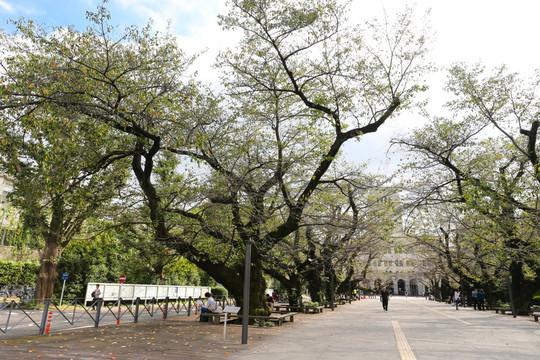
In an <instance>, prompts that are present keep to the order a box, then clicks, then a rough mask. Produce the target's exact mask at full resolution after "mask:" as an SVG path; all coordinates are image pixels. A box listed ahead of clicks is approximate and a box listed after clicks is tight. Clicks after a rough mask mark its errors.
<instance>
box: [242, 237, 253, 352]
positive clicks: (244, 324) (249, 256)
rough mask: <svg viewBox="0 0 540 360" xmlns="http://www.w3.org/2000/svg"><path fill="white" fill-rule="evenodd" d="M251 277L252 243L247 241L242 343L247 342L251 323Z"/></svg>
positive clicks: (242, 319) (246, 245) (243, 343)
mask: <svg viewBox="0 0 540 360" xmlns="http://www.w3.org/2000/svg"><path fill="white" fill-rule="evenodd" d="M250 277H251V243H249V242H248V243H246V263H245V265H244V306H243V316H242V344H247V335H248V334H247V333H248V324H249V284H250Z"/></svg>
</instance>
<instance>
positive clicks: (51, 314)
mask: <svg viewBox="0 0 540 360" xmlns="http://www.w3.org/2000/svg"><path fill="white" fill-rule="evenodd" d="M51 321H52V311H49V316H48V318H47V327H46V328H45V334H48V333H49V330H50V329H51Z"/></svg>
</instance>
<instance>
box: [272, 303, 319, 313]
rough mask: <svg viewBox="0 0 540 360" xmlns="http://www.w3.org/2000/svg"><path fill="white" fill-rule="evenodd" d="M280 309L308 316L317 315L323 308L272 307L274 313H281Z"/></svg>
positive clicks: (310, 307)
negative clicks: (309, 315) (296, 312)
mask: <svg viewBox="0 0 540 360" xmlns="http://www.w3.org/2000/svg"><path fill="white" fill-rule="evenodd" d="M281 309H285V310H284V311H287V312H302V313H305V314H309V313H313V314H318V313H321V312H323V310H324V306H322V305H321V306H290V305H279V306H274V311H275V312H281V311H283V310H281Z"/></svg>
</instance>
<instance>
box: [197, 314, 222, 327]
mask: <svg viewBox="0 0 540 360" xmlns="http://www.w3.org/2000/svg"><path fill="white" fill-rule="evenodd" d="M200 316H202V317H207V318H208V322H209V323H212V324H216V325H219V324H220V323H222V322H224V321H225V313H223V312H218V313H202V314H201V315H200Z"/></svg>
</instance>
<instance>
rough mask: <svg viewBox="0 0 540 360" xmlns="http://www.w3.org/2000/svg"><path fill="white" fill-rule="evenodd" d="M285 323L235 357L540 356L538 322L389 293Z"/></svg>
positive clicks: (418, 356)
mask: <svg viewBox="0 0 540 360" xmlns="http://www.w3.org/2000/svg"><path fill="white" fill-rule="evenodd" d="M324 315H325V316H322V317H318V318H317V319H315V318H313V320H306V321H304V322H303V324H301V326H297V325H294V328H293V327H288V329H286V330H285V331H284V332H283V333H282V334H281V335H279V336H275V337H273V338H272V339H268V340H267V341H265V342H264V343H263V344H261V345H260V346H258V347H257V348H255V349H246V350H243V351H241V352H239V353H237V354H235V355H234V357H233V359H254V360H265V359H272V360H276V359H295V360H301V359H309V360H316V359H321V360H322V359H346V358H348V359H352V358H357V359H374V360H375V359H377V360H379V359H401V360H405V359H407V360H409V359H411V360H413V359H437V360H441V359H482V360H485V359H513V360H517V359H524V360H525V359H527V360H530V359H540V324H539V323H535V322H533V321H532V318H526V317H525V318H524V317H520V318H516V319H514V318H513V317H512V316H509V315H500V314H495V313H494V312H493V311H483V312H481V311H474V310H472V309H471V308H465V309H463V308H460V309H459V310H457V311H456V309H455V307H454V306H451V305H448V304H442V303H437V302H434V301H426V300H425V299H423V298H412V297H409V298H404V297H393V298H391V300H390V303H389V306H388V312H384V311H383V309H382V306H381V304H380V302H379V301H378V300H376V299H366V300H361V301H357V302H354V303H353V304H352V305H346V306H342V307H339V308H338V309H337V310H336V311H335V312H333V313H330V314H329V313H327V312H325V314H324Z"/></svg>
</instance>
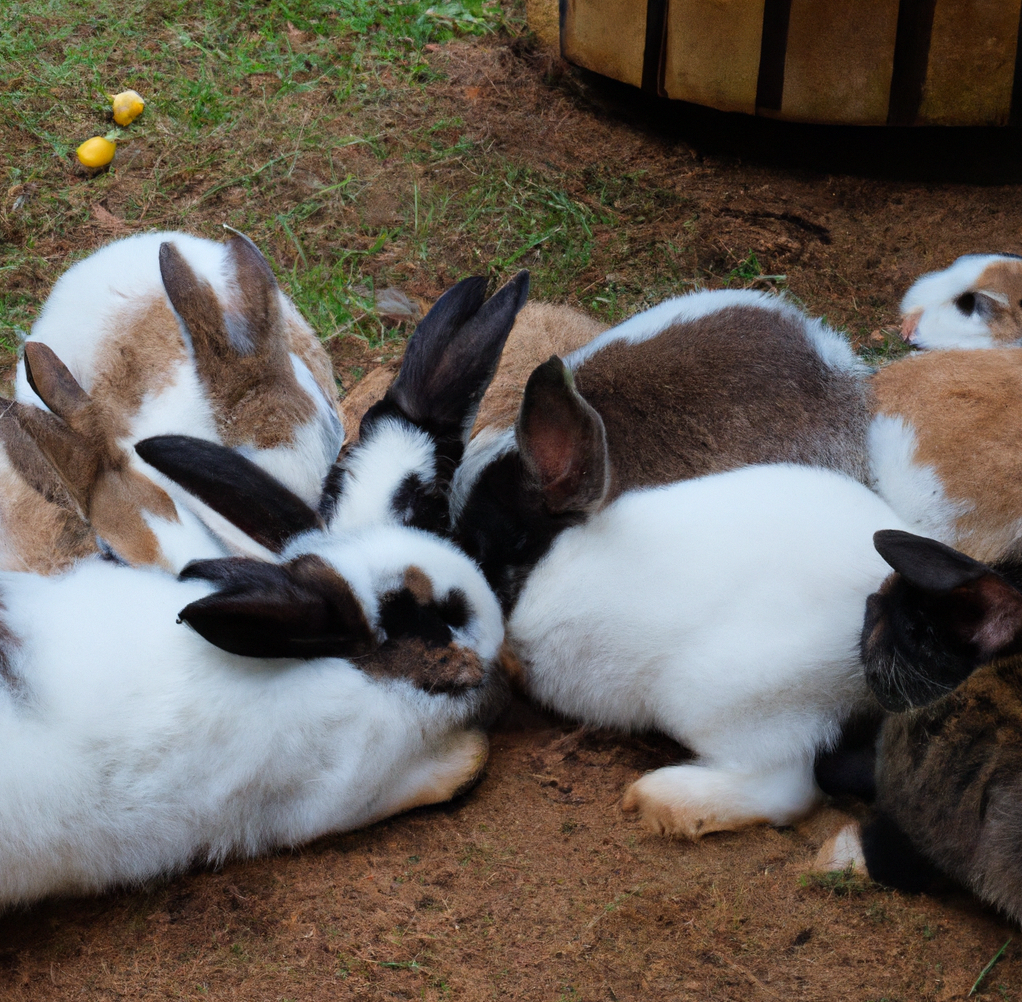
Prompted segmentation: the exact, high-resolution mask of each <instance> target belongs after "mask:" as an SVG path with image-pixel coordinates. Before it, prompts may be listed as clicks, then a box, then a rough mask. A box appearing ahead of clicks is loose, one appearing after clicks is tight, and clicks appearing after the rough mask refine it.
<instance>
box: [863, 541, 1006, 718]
mask: <svg viewBox="0 0 1022 1002" xmlns="http://www.w3.org/2000/svg"><path fill="white" fill-rule="evenodd" d="M874 544H875V546H876V547H877V550H878V551H879V552H880V554H881V556H883V558H884V559H885V560H886V561H887V562H888V563H890V565H891V566H892V567H894V568H895V571H897V572H898V575H896V576H892V577H890V578H888V580H887V581H886V582H884V584H883V586H882V587H881V589H880V591H878V592H876V593H875V594H873V595H871V596H870V597H869V599H868V600H867V606H866V620H865V623H864V626H863V641H862V650H863V659H864V663H865V664H866V678H867V682H868V684H869V686H870V688H871V689H872V690H873V692H874V694H875V695H876V696H877V698H878V699H879V700H880V702H881V704H882V705H884V707H885V708H886V709H887V710H897V711H900V710H907V709H909V708H911V707H918V705H925V704H926V703H929V702H932V701H933V700H934V699H937V698H939V697H940V696H942V695H945V694H946V693H947V692H949V691H950V690H951V689H954V688H955V687H956V686H958V685H959V684H961V683H962V682H963V681H964V680H965V679H967V678H968V677H969V676H970V675H971V674H972V673H973V672H974V671H975V670H976V669H977V668H979V667H980V666H981V665H985V664H987V663H988V662H990V661H992V659H993V658H995V657H997V656H1004V655H1006V654H1010V653H1014V652H1016V651H1018V650H1022V592H1019V591H1018V590H1017V589H1015V588H1014V587H1013V586H1012V585H1011V584H1010V583H1009V582H1008V581H1006V580H1005V579H1004V578H1003V577H1002V576H1001V575H998V574H997V573H996V572H994V571H992V570H991V568H990V567H988V566H986V565H985V564H983V563H980V562H979V561H978V560H974V559H972V557H969V556H966V554H964V553H959V552H958V551H957V550H953V549H951V548H950V547H948V546H944V545H943V544H942V543H938V542H937V541H936V540H932V539H926V538H924V537H922V536H914V535H913V534H911V533H904V532H900V531H896V530H885V531H883V532H880V533H877V534H876V535H875V536H874Z"/></svg>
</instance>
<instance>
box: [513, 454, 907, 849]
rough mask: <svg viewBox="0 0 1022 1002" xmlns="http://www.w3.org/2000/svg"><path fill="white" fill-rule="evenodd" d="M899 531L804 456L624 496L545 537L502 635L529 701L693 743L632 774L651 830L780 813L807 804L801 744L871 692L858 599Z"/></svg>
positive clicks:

•••

■ **WHAT IS BEING ASKED**
Leave out the pictures and set down all of the data exactly.

■ **RESPONSE**
In an <instance>, prompts that are present keep to the order a box, then clicks, then a rough mask. Produce the target's exact mask at full resolution after "mask:" as an SVG path; all coordinates are image pixels. A box listed ahead of clicks is approximate and a box listed after clicks is tight. Clicks after a rough mask mark its errors.
<instance>
box: [242, 237, 253, 352]
positive clicks: (244, 324) (249, 256)
rough mask: <svg viewBox="0 0 540 360" xmlns="http://www.w3.org/2000/svg"><path fill="white" fill-rule="evenodd" d="M251 277L252 243L247 241L242 343L247 342L251 323Z"/></svg>
positive clicks: (242, 319) (246, 245) (243, 343)
mask: <svg viewBox="0 0 540 360" xmlns="http://www.w3.org/2000/svg"><path fill="white" fill-rule="evenodd" d="M250 277H251V243H249V242H248V243H246V263H245V265H244V306H243V316H242V344H247V335H248V334H247V333H248V324H249V284H250Z"/></svg>
</instance>
<instance>
positive clicks: (51, 314)
mask: <svg viewBox="0 0 540 360" xmlns="http://www.w3.org/2000/svg"><path fill="white" fill-rule="evenodd" d="M51 321H52V311H49V316H48V318H47V327H46V328H45V334H48V333H49V330H50V329H51Z"/></svg>
</instance>
<instance>
box: [272, 303, 319, 313]
rough mask: <svg viewBox="0 0 540 360" xmlns="http://www.w3.org/2000/svg"><path fill="white" fill-rule="evenodd" d="M280 309L308 316L317 315L323 308L272 307L274 313H281Z"/></svg>
positive clicks: (310, 307)
negative clicks: (309, 315) (296, 312)
mask: <svg viewBox="0 0 540 360" xmlns="http://www.w3.org/2000/svg"><path fill="white" fill-rule="evenodd" d="M281 309H285V310H284V311H287V312H302V313H305V314H309V313H313V314H318V313H321V312H323V310H324V306H322V305H321V306H290V305H279V306H274V311H275V312H281V311H283V310H281Z"/></svg>
</instance>
<instance>
box: [197, 314, 222, 327]
mask: <svg viewBox="0 0 540 360" xmlns="http://www.w3.org/2000/svg"><path fill="white" fill-rule="evenodd" d="M200 316H202V317H207V318H208V322H209V323H212V324H216V325H219V324H220V323H222V322H224V321H225V313H223V312H218V313H202V314H201V315H200Z"/></svg>
</instance>
<instance>
rough mask: <svg viewBox="0 0 540 360" xmlns="http://www.w3.org/2000/svg"><path fill="white" fill-rule="evenodd" d="M285 323L235 357L540 356L538 322L389 293Z"/></svg>
positive clicks: (418, 356)
mask: <svg viewBox="0 0 540 360" xmlns="http://www.w3.org/2000/svg"><path fill="white" fill-rule="evenodd" d="M324 315H325V316H322V317H318V318H317V319H315V318H313V320H306V321H304V322H303V324H301V326H297V325H294V328H293V327H288V329H286V330H285V331H284V332H283V333H282V334H281V335H279V336H275V337H273V338H272V339H268V340H267V341H265V342H264V343H263V344H261V345H260V346H258V347H257V348H255V349H246V350H243V351H241V352H239V353H237V354H235V355H234V357H233V359H254V360H265V359H272V360H276V359H295V360H301V359H309V360H316V359H321V360H322V359H346V358H348V359H352V358H357V359H374V360H375V359H377V360H379V359H401V360H405V359H407V360H409V359H411V360H413V359H437V360H441V359H482V360H485V359H513V360H517V359H524V360H525V359H527V360H530V359H540V324H539V323H535V322H533V321H532V318H526V317H525V318H524V317H520V318H516V319H514V318H513V317H512V316H509V315H500V314H495V313H494V312H493V311H483V312H481V311H474V310H472V309H471V308H465V309H463V308H460V309H459V310H457V311H456V309H455V307H454V306H451V305H448V304H442V303H437V302H434V301H426V300H425V299H423V298H412V297H409V298H404V297H393V298H391V300H390V303H389V306H388V312H384V311H383V309H382V306H381V304H380V302H379V301H378V300H376V299H366V300H361V301H357V302H354V303H353V304H352V305H346V306H342V307H339V308H338V309H337V310H336V311H335V312H333V313H330V314H329V313H327V312H325V314H324Z"/></svg>
</instance>
Prompted segmentation: the exact, high-resolution mask of each <instance> target belongs after "mask:" as an SVG path with image-pixel coordinates. Before it, prompts may be listed as clicks, then a box, then a rough mask. A box appearing ahead of clicks is loose, one appearing after clicks is tight, and clicks appearing after the rough mask refine it.
<instance>
box: [863, 541, 1006, 718]
mask: <svg viewBox="0 0 1022 1002" xmlns="http://www.w3.org/2000/svg"><path fill="white" fill-rule="evenodd" d="M874 544H875V546H876V547H877V550H878V551H879V552H880V554H881V556H883V558H884V559H885V560H886V561H887V562H888V563H890V565H891V566H892V567H894V568H895V571H897V572H898V575H896V576H892V577H890V578H888V580H887V581H886V582H884V584H883V586H882V587H881V589H880V591H878V592H876V593H875V594H873V595H871V596H870V597H869V599H868V600H867V606H866V620H865V623H864V626H863V641H862V650H863V659H864V663H865V664H866V678H867V682H868V684H869V686H870V688H871V689H872V690H873V692H874V694H875V695H876V696H877V698H878V699H879V700H880V702H881V704H882V705H884V707H885V708H886V709H887V710H897V711H900V710H907V709H909V708H911V707H918V705H925V704H926V703H929V702H932V701H933V700H934V699H937V698H939V697H940V696H942V695H945V694H946V693H947V692H949V691H950V690H951V689H954V688H955V687H956V686H958V685H959V684H961V683H962V682H963V681H964V680H965V679H967V678H968V677H969V676H970V675H971V674H972V673H973V672H974V671H975V670H976V669H977V668H979V667H980V666H981V665H985V664H987V663H988V662H990V661H992V659H993V658H995V657H997V656H1004V655H1006V654H1010V653H1014V652H1016V651H1018V650H1022V592H1019V591H1018V590H1017V589H1015V588H1014V587H1013V586H1012V585H1011V584H1010V583H1009V582H1008V581H1006V580H1005V579H1004V578H1003V577H1002V576H1001V575H998V574H997V573H996V572H994V571H992V570H991V568H990V567H988V566H986V565H985V564H983V563H980V562H979V561H978V560H974V559H972V557H969V556H966V554H964V553H959V552H958V551H957V550H953V549H951V548H950V547H948V546H944V545H943V544H942V543H938V542H937V541H936V540H932V539H926V538H924V537H922V536H914V535H913V534H911V533H904V532H900V531H896V530H885V531H883V532H880V533H877V534H876V535H875V536H874Z"/></svg>
</instance>
<instance>
box: [513, 454, 907, 849]
rough mask: <svg viewBox="0 0 1022 1002" xmlns="http://www.w3.org/2000/svg"><path fill="white" fill-rule="evenodd" d="M899 531L804 456L624 496L545 537L502 635L529 701L693 743L632 774L651 830L780 813L807 804L801 744L871 692L858 599Z"/></svg>
positive clicks:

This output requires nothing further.